- [DIRECTION] Scan the records for the line containing "Where can the rock"; extract it and all later lines, verbatim, through the end, and nothing before it.

- [EXTRACTED DATA]
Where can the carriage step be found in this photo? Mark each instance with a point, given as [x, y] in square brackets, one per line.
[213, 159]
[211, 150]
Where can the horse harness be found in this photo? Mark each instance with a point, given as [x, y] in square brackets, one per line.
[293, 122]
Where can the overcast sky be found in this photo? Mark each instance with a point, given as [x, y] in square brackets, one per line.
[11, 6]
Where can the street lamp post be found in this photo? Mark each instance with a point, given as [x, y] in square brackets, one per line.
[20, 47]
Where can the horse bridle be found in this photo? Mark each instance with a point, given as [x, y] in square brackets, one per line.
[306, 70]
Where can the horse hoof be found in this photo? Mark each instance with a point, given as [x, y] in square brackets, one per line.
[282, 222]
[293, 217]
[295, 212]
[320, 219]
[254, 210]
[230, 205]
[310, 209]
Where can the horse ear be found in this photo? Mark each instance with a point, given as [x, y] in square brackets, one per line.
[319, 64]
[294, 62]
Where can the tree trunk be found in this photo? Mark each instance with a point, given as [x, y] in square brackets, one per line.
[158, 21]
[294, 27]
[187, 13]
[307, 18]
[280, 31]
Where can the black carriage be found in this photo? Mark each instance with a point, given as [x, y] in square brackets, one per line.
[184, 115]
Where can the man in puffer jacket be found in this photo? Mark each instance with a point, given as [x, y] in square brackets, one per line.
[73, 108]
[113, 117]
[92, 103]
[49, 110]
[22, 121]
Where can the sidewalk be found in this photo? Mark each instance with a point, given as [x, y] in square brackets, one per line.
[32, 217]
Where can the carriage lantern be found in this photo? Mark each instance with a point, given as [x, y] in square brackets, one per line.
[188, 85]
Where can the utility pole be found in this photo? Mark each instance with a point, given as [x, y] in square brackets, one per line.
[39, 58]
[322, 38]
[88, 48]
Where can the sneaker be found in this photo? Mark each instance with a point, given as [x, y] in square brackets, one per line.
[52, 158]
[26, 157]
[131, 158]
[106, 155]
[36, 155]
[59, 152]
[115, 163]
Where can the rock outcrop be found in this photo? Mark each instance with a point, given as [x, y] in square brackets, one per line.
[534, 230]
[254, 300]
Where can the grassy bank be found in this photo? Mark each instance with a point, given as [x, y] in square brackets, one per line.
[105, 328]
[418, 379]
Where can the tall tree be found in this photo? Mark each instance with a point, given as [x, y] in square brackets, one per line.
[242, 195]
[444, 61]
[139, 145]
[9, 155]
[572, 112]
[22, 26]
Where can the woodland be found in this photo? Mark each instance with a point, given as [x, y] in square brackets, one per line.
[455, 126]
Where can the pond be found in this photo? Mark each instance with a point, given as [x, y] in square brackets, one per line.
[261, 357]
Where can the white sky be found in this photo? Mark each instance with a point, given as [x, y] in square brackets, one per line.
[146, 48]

- [SOLUTION TO THE EXERCISE]
Where can the rock outcrop be found in this photo? Mark each instance with a point, given as [x, y] in square brackets, one per line.
[534, 230]
[254, 300]
Where can the grassy bank be found in this photo? Mark each instance with a point, given as [x, y] in square brackets, one per line.
[105, 328]
[418, 379]
Where can the tall tree be found in this photo? Mark each instance with a point, given as [x, y] in square brackets, one per line.
[242, 195]
[444, 61]
[139, 145]
[9, 155]
[572, 112]
[22, 26]
Where can the woodland be found in this photo? Mark each instance with a point, given as [x, y] in square brackets, one per line.
[455, 126]
Where can the pond be found in this photo? Mark each instance with a point, given as [x, y] in square brackets, one per line.
[261, 357]
Where can the white sky be found in this photo? Mark each instance with a point, given as [x, y] in square brackets, one per line.
[146, 48]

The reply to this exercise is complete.